#### Given text
▬▬▬▬▬▬

Thanks for the information/clarification regarding BioHeatUSA.   How is the Fröling P4 different from the P2?  Can you provide a ballpark price for  Turbo 3000 and P4 pellet boiler?

Thanks!

Link for P2 in case anyone else is interested:  http://www.froeling.com/en/products/pellet/p2_pellet_burner.html
It is an interesting product as it can burn pellets or cordwood.

Best regards,
BurnMeOnce


----------



## tyler drew (Nov 16, 2008)

I can honestly say that dealing with the guys from TARM or now Bio-Heat USA has been a treat. I had put a 500.00 deposit down on a solo 40 back in the spring and was waiting for a loan to go through with the state of Ct. As I waited, I realized the economy might have put my job in jeopardy and not wanting to take on risk at this point I called Tarm and they refunded my money. My goal is to get a Solo plus and I will not hesitate when the time is right to call Bio-Heat in the future.  Thanks again!


----------



## Stickler (Nov 16, 2008)

Still using a 1978 Tarm, still getting parts from NH (what few it needs).  Not to worry.


----------



## BrownianHeatingTech (Nov 26, 2008)

▬▬▬▬▬▬

#### Data block
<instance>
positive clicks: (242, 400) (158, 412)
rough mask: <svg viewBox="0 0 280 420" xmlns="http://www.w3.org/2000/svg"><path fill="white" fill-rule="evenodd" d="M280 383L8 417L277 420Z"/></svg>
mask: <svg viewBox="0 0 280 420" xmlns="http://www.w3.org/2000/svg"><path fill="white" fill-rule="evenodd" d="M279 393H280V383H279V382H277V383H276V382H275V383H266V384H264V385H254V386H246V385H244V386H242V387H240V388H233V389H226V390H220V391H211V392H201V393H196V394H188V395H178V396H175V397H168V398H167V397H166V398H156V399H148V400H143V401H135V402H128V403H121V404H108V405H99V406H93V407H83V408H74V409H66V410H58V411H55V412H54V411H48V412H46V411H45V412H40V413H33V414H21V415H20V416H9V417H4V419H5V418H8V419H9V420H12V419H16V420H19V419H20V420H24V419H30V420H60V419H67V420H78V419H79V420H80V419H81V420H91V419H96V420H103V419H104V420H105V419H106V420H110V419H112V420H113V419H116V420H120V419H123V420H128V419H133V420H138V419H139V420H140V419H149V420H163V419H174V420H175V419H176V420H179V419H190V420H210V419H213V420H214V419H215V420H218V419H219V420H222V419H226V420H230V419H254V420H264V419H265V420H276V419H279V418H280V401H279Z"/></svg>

▬▬▬▬▬▬

#### Task A
Decide whether each statement agrees with the forum thread about Tarm and Bio-Heat USA boilers. Answer yes or no for each, and quote the deciding words from the thread.
(i) tyler drew put a $500 deposit down on a Solo 40.
(ii) When tyler drew called Tarm, the company refunded his money.
(iii) Stickler is still using a Tarm from 1988.
#### Task B
According to the forum thread about Tarm and Bio-Heat USA boilers, where does Stickler still get parts?
#### Task C
Continue the forum thread about Tarm and Bio-Heat USA boilers from where it stops by writing the post that follows its last header.

#### Task answer A
(i) Yes: "I had put a 500.00 deposit down on a solo 40"
(ii) Yes: "I called Tarm and they refunded my money"
(iii) No: "Still using a 1978 Tarm"

#### Task answer B
From NH.

#### Task answer C
I have to say, having tinkered with the Fröling that BioHeat/Tarm has running up in Lyme, and playing assembling one from the bare steel, it's an impressive machine.

It's certainly a big price jump from the Solo Plus or the Innova, but... wow.  You can open and close the loading door, then watch the boiler operate the servos to change the primary/secondary air ratio in response to the surge of oxygen that the lambda control detects.

Plus, being Austrians, they go a bit overboard, and include a full set of cleaning tools, _and a tool rack_, right with the boiler.  A wee bit overboard, but definitely cool.

The "vortex" flame is pretty impressive, too.  I don't know that it will do anything a straight secondary chamber won't do, but it's certainly an impressive sight.  I think I'm going to work out a glass secondary door, when I put one in for myself...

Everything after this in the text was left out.